Your output should be the records below, word for word and picture-free.
--- WORKING DATA Enclosed Below ---
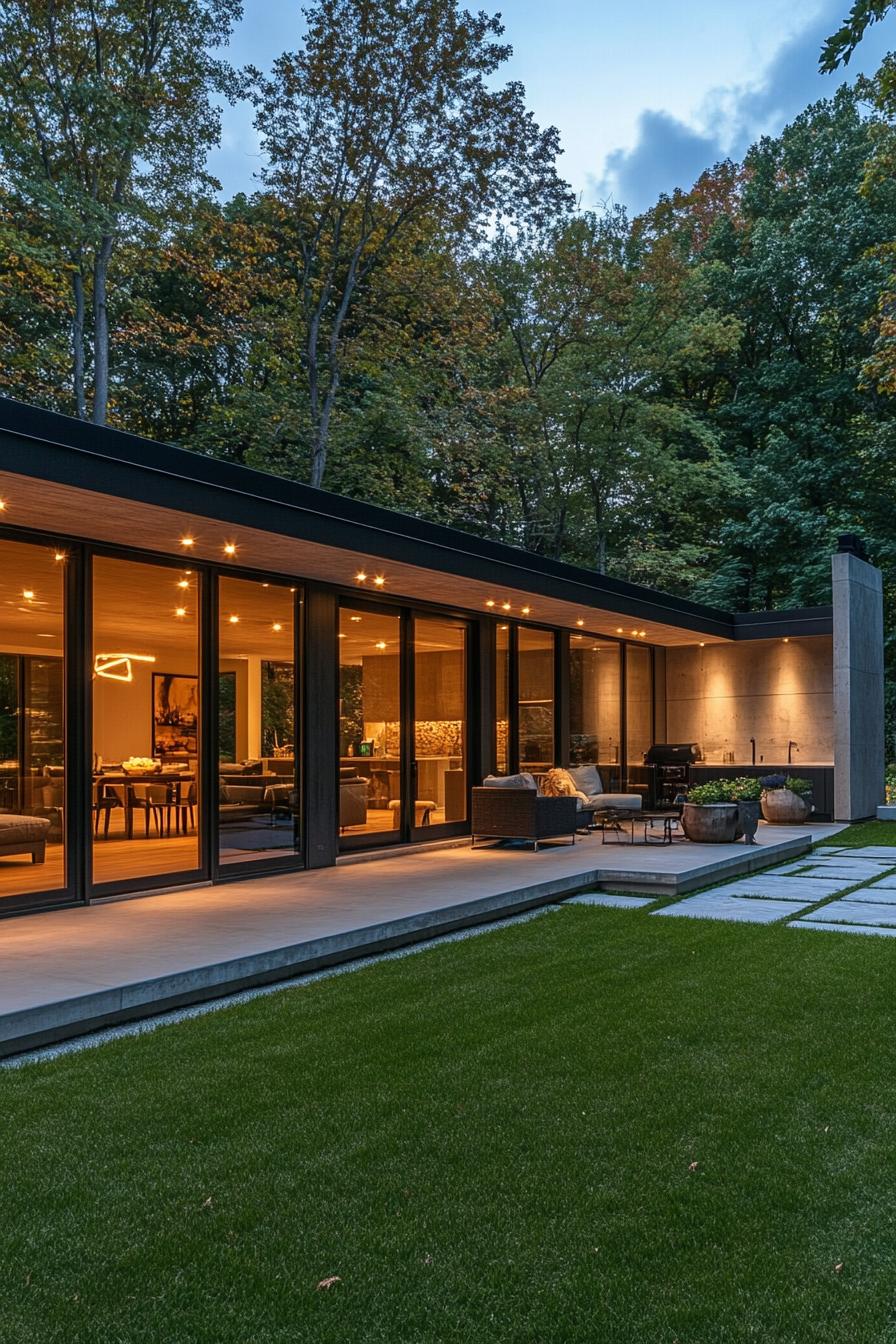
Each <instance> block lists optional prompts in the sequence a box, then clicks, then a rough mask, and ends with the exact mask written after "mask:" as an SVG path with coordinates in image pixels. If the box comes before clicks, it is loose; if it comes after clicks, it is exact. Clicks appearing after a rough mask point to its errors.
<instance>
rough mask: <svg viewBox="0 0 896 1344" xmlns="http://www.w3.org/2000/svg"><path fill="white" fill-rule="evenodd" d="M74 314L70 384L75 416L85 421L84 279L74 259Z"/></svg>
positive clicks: (78, 266) (72, 279)
mask: <svg viewBox="0 0 896 1344" xmlns="http://www.w3.org/2000/svg"><path fill="white" fill-rule="evenodd" d="M71 289H73V294H74V301H75V306H74V312H73V314H71V383H73V392H74V398H75V415H77V417H78V419H87V402H86V399H85V278H83V276H82V273H81V258H77V259H75V269H74V270H73V273H71Z"/></svg>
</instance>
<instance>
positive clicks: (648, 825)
mask: <svg viewBox="0 0 896 1344" xmlns="http://www.w3.org/2000/svg"><path fill="white" fill-rule="evenodd" d="M599 820H600V823H602V824H603V836H602V843H603V844H623V843H625V835H626V829H627V835H629V844H634V843H635V839H634V832H635V827H643V832H642V833H643V839H642V840H641V844H672V839H673V837H672V831H673V828H674V827H676V825H677V824H678V820H680V818H678V813H677V812H669V810H665V812H653V810H645V812H639V810H638V812H635V810H634V809H633V808H609V809H607V810H606V812H600V813H599ZM658 823H661V824H662V833H661V835H660V836H656V835H653V836H652V835H650V831H652V828H653V827H654V825H657V824H658ZM607 831H610V832H613V833H614V836H615V837H617V839H613V840H610V841H607Z"/></svg>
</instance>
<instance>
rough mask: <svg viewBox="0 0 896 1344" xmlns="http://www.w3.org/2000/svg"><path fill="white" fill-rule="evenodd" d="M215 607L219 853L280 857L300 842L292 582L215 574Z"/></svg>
--- End of Enclosed WORKING DATA ---
• **ANSWER BOX**:
Each <instance> block lists optional prompts in the sequence a box, then clicks, then a rough mask, and ends with the exact mask written after "mask:" as an SVG path with coordinates in image pixels. If the box comes before clicks, it is loose; if it comes after clicks, it is exact. Clicks appearing after a rough mask point to its errors.
<instance>
rough mask: <svg viewBox="0 0 896 1344" xmlns="http://www.w3.org/2000/svg"><path fill="white" fill-rule="evenodd" d="M74 314L70 384L75 416L85 421L84 279L74 259Z"/></svg>
positive clicks: (78, 266) (72, 279)
mask: <svg viewBox="0 0 896 1344" xmlns="http://www.w3.org/2000/svg"><path fill="white" fill-rule="evenodd" d="M71 289H73V294H74V301H75V306H74V312H73V314H71V383H73V392H74V398H75V415H77V417H78V419H87V402H86V399H85V278H83V276H82V273H81V258H77V259H75V269H74V270H73V273H71Z"/></svg>
</instance>
<instance>
positive clicks: (648, 825)
mask: <svg viewBox="0 0 896 1344" xmlns="http://www.w3.org/2000/svg"><path fill="white" fill-rule="evenodd" d="M599 820H600V823H602V824H603V836H602V843H603V844H623V843H625V835H626V829H627V835H629V844H634V843H635V839H634V832H635V827H643V832H642V833H643V839H642V840H641V844H672V839H673V837H672V831H673V828H674V827H676V825H677V824H678V820H680V818H678V813H677V812H669V810H665V812H653V810H645V812H639V810H638V812H635V810H634V809H633V808H609V809H607V810H606V812H600V813H599ZM658 823H661V824H662V833H661V835H660V836H656V835H653V836H652V835H650V831H652V828H653V827H654V825H657V824H658ZM607 831H610V832H613V833H614V836H615V837H617V839H613V840H610V841H607Z"/></svg>
</instance>
<instance>
rough mask: <svg viewBox="0 0 896 1344" xmlns="http://www.w3.org/2000/svg"><path fill="white" fill-rule="evenodd" d="M215 607L219 853L280 857L300 842L292 582L215 574Z"/></svg>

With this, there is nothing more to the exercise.